── TEXT SECTION

That's not the point.

It's simply pointless to run a defrag on Windows XP before you resize the Windows XP partition because defrag does not do anything beneficial in Windows XP that helps a resize later.

Quote:
without this sorta evidence, advising people to not run a defrag seems really irresponsible on your behalf
It is not irresponsible because there are really no consequences for not running one. Running a backup on your data covers any possible loss anyway.

Quote:
it's always better to be safe than sorry...
But running defrag on Windows XP makes you no safer.

Quote:
J.W. wrote:

Perhaps the XP defrag process does not attempt to relocate all the files at the front of the drive, but in order to put the pieces in "closer proximity" to one another, they are being moved, and as a result, you would be increasing the probability for maximizing the amount of contiguous free space on the disk. In other words, rather than having files scattered throughout the disk, defragging will have the tendency to consolidate the files in such a way that the amount of contiguous space at the back of the drive is maximized.

────
── MATERIAL PROVIDED

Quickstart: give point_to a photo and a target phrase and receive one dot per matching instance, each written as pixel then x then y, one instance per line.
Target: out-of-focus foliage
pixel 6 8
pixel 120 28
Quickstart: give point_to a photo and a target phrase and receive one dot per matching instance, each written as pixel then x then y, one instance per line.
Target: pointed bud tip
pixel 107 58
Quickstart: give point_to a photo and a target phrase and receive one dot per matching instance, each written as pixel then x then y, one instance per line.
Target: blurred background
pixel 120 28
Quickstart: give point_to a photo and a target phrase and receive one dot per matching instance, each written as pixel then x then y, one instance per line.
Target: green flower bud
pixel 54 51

────
── MATERIAL PROVIDED

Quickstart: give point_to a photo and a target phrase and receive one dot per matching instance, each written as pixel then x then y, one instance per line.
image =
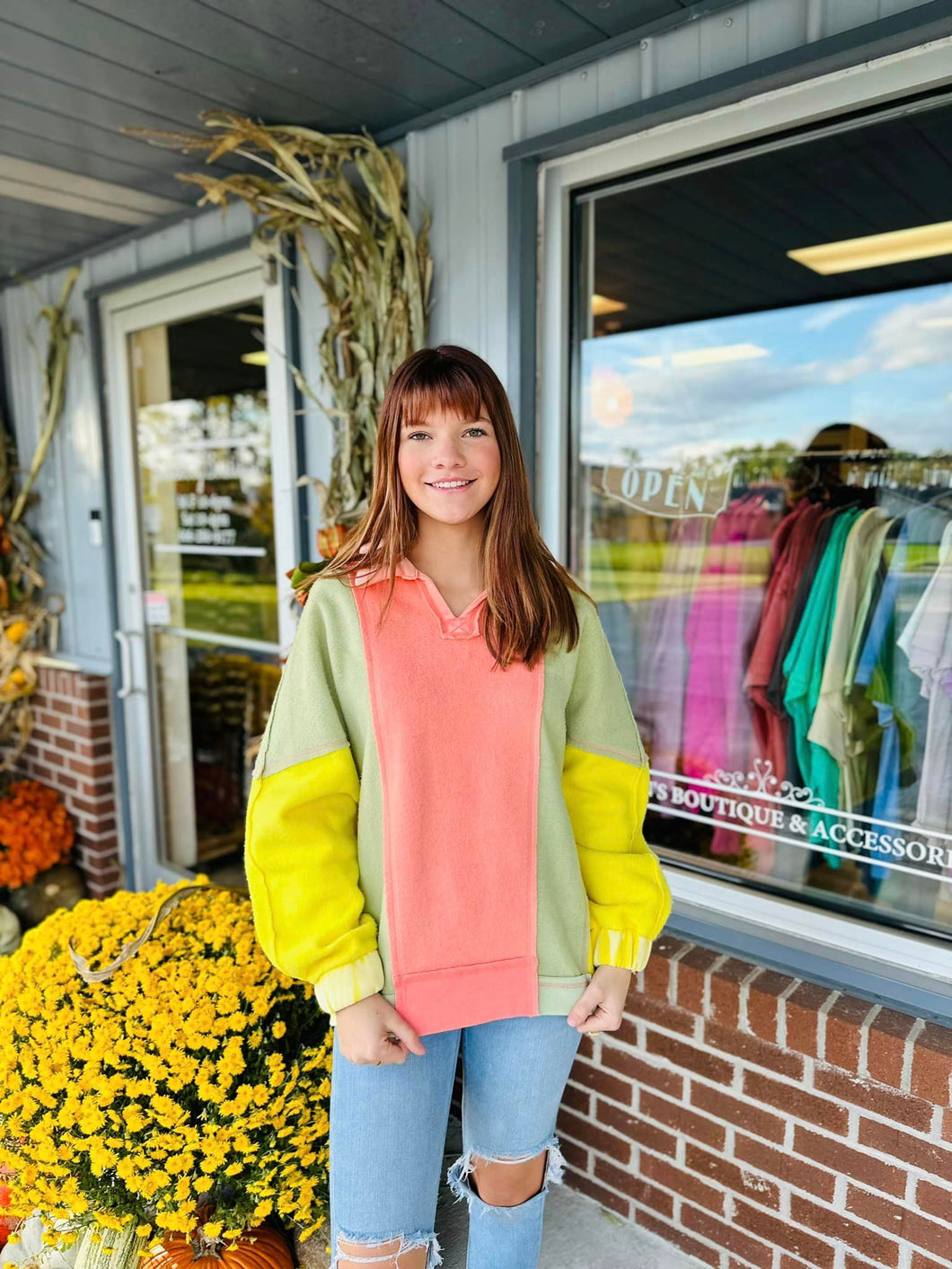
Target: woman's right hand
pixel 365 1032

────

STATED PROBLEM:
In the post about defragging, what does the writer say covers any possible loss? Rely only on the post about defragging; the lines play no part here.

RIGHT ANSWER:
Running a backup on your data.